Start of Text for analysis

MECHANICAL SHOCK FACILITY


Sandia National Laboratories' Mechanical Shock Facility in Albuquerque, New Mexico, provides simulation of impact environments and other dynamic structural loading.
Two horizontal actuators and two commercial, bungee-accelerated, vertical shock machines are available. Traditional tests of weapon components and assemblies at this facility involve the simulation of mechanical shock environments produced by transportation, flight, impact, explosive, and other dynamic events.
Mechanical shock is characterized by a transient acceleration and is commonly simulated with a controlled impact that produces an acceleration pulse. This pulse is related to the actual shock environment by analytical tools such as a shock response spectrum.
In addition to traditional shock pulse testing, the facility is frequently used to produce a controlled dynamic crush of weapon nose structures, aluminum honeycomb, and other components to evaluate functionality or to validate analytical models.
The facility has been used to produce dynamic tensile loading on chain, wire rope, and nylon or Kevlar webbing. Pyroshock environments on relatively large components can be simulated using techniques developed at Sandia. Shock tests may be conducted under extreme thermal environments as well.

 

Instrumentation

The facility has exceptional instrumentation capabilities, using computer-controlled digital data acquisition equipment to acquire acceleration, strain, force, and other data. This combination of ingenuity, experience, and equipment distinguishes this testing facility from others. The capabilities of this facility are often adapted to meet unique dynamic test requirements.

End of Text for analysis
Start of Data excerpts

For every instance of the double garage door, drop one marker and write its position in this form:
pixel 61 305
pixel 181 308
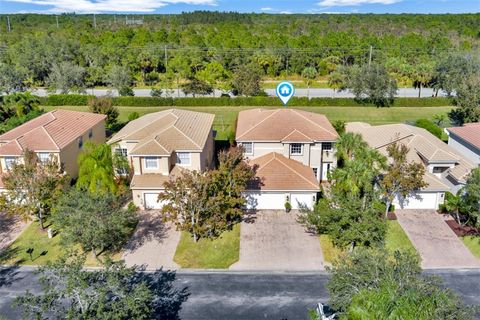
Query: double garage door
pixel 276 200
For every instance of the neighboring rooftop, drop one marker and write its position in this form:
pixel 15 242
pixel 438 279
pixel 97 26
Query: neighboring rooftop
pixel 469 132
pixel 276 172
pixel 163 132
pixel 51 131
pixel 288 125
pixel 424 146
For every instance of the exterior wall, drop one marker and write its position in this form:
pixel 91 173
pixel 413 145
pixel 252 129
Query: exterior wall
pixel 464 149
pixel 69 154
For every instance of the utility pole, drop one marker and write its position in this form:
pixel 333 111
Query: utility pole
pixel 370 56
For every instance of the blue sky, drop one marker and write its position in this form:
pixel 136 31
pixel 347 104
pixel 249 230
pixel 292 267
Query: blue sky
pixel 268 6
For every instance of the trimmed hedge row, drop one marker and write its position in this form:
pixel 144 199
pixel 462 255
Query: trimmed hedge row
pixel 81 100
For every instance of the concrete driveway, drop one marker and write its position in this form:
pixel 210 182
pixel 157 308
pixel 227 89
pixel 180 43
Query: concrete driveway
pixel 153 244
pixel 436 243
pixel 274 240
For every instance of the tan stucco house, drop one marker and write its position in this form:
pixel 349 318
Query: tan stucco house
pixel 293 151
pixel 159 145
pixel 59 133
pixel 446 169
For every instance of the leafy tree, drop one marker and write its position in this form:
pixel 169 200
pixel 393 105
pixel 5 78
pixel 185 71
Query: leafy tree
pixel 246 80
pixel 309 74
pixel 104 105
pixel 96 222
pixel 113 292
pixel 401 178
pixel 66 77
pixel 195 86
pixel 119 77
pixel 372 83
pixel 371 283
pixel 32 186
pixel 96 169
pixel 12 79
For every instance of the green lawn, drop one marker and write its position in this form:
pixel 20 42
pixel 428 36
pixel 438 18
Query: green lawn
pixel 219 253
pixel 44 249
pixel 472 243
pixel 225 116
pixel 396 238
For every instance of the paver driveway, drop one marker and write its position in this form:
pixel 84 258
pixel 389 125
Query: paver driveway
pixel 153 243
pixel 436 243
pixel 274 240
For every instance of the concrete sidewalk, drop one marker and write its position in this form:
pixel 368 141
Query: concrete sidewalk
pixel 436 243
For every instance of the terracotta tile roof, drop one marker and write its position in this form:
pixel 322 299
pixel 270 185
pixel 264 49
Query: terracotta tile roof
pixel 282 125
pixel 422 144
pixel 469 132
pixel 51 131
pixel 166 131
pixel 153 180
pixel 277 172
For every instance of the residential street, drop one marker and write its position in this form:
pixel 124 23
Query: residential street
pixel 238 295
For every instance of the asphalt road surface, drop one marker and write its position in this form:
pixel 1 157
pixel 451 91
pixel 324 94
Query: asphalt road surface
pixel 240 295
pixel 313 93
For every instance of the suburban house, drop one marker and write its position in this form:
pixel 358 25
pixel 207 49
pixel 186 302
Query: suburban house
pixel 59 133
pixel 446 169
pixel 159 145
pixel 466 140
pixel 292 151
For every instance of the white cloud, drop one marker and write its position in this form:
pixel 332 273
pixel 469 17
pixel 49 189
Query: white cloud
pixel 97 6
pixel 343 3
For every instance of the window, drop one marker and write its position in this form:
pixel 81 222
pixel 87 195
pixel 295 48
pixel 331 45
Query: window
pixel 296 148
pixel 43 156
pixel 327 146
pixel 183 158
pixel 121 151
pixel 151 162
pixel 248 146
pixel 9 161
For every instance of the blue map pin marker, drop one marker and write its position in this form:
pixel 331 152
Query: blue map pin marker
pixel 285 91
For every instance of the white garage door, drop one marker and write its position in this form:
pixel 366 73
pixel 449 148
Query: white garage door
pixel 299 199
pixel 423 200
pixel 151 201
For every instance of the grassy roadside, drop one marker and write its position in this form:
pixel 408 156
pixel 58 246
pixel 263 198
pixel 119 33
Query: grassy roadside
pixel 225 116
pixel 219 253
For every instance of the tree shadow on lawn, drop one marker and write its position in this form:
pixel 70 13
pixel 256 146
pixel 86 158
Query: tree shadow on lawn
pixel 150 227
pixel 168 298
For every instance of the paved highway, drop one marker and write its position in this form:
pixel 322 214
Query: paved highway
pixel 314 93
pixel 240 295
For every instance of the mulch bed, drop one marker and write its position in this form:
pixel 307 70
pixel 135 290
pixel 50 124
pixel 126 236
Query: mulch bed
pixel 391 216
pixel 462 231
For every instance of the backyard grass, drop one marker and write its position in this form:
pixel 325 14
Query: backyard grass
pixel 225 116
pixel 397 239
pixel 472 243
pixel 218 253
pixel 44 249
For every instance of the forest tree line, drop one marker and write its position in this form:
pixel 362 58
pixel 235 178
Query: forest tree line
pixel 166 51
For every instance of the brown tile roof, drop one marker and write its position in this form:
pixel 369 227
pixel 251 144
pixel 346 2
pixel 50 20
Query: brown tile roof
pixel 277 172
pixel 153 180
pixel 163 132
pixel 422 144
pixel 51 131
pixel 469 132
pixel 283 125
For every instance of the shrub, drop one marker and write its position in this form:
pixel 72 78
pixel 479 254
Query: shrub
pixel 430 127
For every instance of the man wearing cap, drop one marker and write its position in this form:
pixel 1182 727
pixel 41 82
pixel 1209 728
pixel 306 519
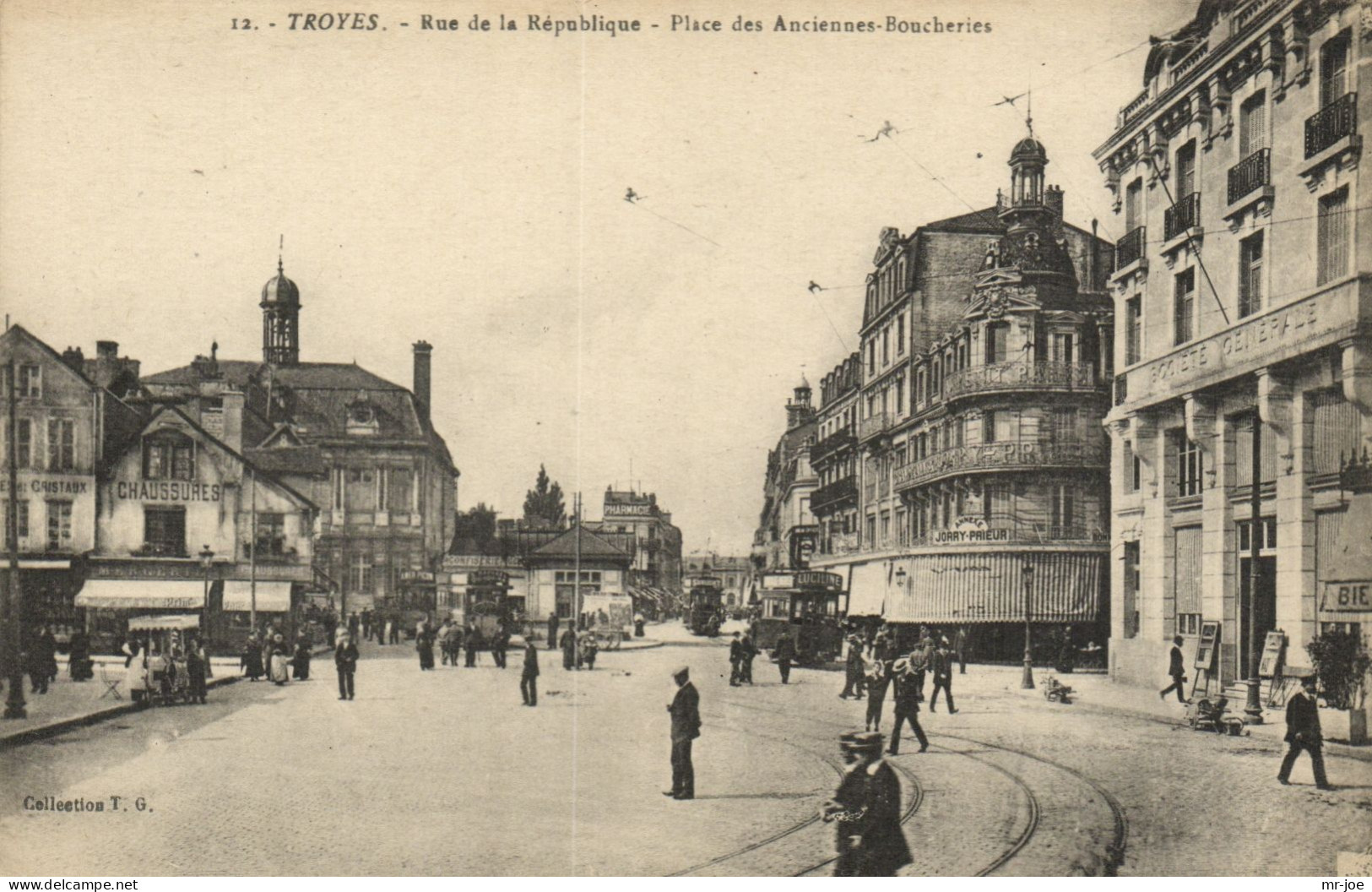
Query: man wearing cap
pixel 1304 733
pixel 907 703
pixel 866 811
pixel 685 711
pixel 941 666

End of Data excerpts

### What you need to do
1 > In the text about the Mechanical Shock Facility, what analytical tool is given as an example of how the acceleration pulse is related to the actual shock environment?
2 > List the specific events that the text about the Mechanical Shock Facility names as producing the mechanical shock environments that traditional tests simulate.
3 > Write a continuation of the text about the Mechanical Shock Facility, starting after its final sentence.

### Responses per task
1 > A shock response spectrum.

2 > Transportation, flight, impact, and explosive events.

3 >
control room

 

18-inch Horizontal Actuator

The 18-inch horizontal actuator is a pneumatically actuated, high-speed piston that is used to propel sleds or test items along a horizontal 95-foot-long track. The 18 inches refers to the internal diameter of the piston cylinder.

This actuator is capable of producing up to 1 million pounds of thrust and can propel sleds weighing up to 1,000 pounds to speeds of up to 250 feet/second. Heavier items can be used at lower speeds. Traditional shock pulse tests are conducted using a two-sled impact, with the test item on an initially stationary sled.

The pulse amplitude and duration are controlled with the impact speed and hard felt pads (or other materials) placed between the sleds on the impact surfaces.  Acceleration pulse amplitudes up to 30,000 g’s can be produced.  The typical pulse duration is between 0.5 and 10 milliseconds, although a longer duration is possible.  The 18-inch actuator is capable of testing large items, with the 24-inch distance between the track rails being the primary size constraint.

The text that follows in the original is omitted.